# Task item
Below this line are records; transcribe exactly the lines between the one holding "Target: pink snow pant" and the one holding "[(540, 327)]", inclusive, and omit the pictures.

# Data listing
═══

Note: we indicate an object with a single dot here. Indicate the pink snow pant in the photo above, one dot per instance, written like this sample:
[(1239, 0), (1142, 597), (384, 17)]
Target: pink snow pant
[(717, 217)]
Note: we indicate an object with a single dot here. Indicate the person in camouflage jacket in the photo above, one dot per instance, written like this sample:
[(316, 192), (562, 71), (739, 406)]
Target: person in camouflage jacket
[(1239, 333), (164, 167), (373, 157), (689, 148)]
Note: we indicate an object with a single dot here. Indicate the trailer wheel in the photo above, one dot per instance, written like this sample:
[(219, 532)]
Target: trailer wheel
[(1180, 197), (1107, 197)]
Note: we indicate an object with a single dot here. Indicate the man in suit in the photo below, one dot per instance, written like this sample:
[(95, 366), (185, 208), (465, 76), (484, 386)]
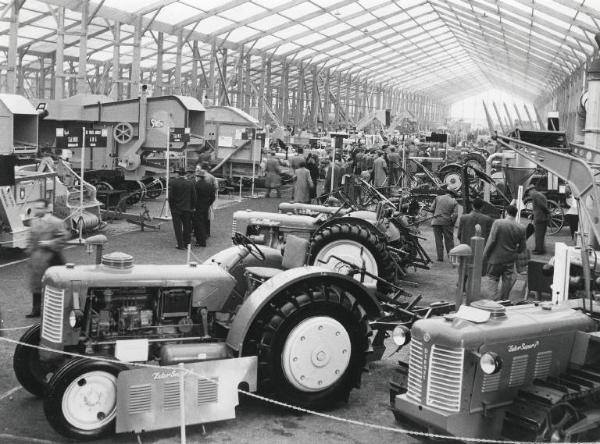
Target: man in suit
[(205, 196), (467, 222), (505, 242), (445, 213), (182, 202), (540, 216)]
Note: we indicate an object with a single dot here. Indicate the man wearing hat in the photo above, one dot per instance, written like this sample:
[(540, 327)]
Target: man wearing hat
[(182, 203), (540, 217), (205, 196), (445, 213)]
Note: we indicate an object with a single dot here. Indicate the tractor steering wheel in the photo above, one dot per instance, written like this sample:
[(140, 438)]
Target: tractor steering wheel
[(244, 241)]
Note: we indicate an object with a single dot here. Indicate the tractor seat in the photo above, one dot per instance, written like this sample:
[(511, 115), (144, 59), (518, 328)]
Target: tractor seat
[(294, 255)]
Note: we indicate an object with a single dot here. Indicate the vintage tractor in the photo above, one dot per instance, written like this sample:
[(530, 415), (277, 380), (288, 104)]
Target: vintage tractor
[(383, 240), (247, 317), (528, 372)]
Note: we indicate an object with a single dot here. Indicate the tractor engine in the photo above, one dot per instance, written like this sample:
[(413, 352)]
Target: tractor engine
[(119, 312)]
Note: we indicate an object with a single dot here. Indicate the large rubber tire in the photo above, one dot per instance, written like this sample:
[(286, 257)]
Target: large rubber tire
[(365, 235), (27, 365), (274, 329), (74, 376)]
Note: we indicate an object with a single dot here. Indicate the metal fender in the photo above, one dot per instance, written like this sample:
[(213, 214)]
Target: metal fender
[(254, 303)]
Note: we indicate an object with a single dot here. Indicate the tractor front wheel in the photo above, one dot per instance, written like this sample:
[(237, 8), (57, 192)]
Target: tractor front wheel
[(311, 344), (81, 402)]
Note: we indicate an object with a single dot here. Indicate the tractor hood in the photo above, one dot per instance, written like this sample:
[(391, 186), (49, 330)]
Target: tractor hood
[(518, 323), (211, 284)]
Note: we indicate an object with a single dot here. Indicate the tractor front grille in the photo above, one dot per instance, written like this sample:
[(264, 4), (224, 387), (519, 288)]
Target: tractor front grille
[(52, 320), (438, 372)]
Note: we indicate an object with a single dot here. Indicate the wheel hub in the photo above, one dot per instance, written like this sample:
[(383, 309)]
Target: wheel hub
[(316, 353), (89, 402)]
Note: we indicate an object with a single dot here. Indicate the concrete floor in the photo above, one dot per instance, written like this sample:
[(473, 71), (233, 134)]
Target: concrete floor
[(22, 416)]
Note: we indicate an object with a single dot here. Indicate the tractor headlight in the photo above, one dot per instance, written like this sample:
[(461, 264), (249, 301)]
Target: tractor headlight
[(490, 363), (401, 335), (75, 318)]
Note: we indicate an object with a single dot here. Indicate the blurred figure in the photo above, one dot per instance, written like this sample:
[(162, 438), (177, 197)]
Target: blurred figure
[(273, 175), (182, 203), (505, 242), (205, 196), (540, 216), (47, 238), (445, 213), (302, 184)]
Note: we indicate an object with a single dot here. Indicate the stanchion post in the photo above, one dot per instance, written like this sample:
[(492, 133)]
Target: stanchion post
[(182, 401)]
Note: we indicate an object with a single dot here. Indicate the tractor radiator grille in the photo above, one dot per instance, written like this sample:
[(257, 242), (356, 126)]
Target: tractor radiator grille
[(445, 378), (208, 391), (542, 365), (518, 370), (140, 399), (415, 371), (52, 320), (171, 395)]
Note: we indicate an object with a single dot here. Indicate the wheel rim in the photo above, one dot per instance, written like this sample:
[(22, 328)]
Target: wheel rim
[(90, 400), (453, 180), (350, 251), (316, 353)]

═══

# Task answer
Target: pink snow pant
[(717, 217)]
Note: we indicate an object with a single dot here. Indicate the person in camouflage jacket in the photo above, one dot per instance, written like this sample:
[(316, 192), (562, 71), (739, 406)]
Target: person in camouflage jacket
[(1239, 333), (164, 167), (373, 157), (689, 148)]
Note: we indicate an object with a single dot here. Indicate the trailer wheel in the photo above, one dot per instance, written like this sample:
[(219, 532)]
Target: trailer wheel
[(1180, 197), (1107, 197)]
Note: we indicate an object with a single dot here. Indicate the man in suit in the photo below, one dot per instance, written like this sample:
[(95, 366), (185, 208), (465, 76), (484, 386)]
Target: man in suit
[(205, 196), (467, 222), (505, 242), (445, 213), (182, 202), (540, 216)]
Note: we indicate an object with a single dot here. Indicate the man wearing hat in the photo above, one dot per instance, written like this sample:
[(540, 327)]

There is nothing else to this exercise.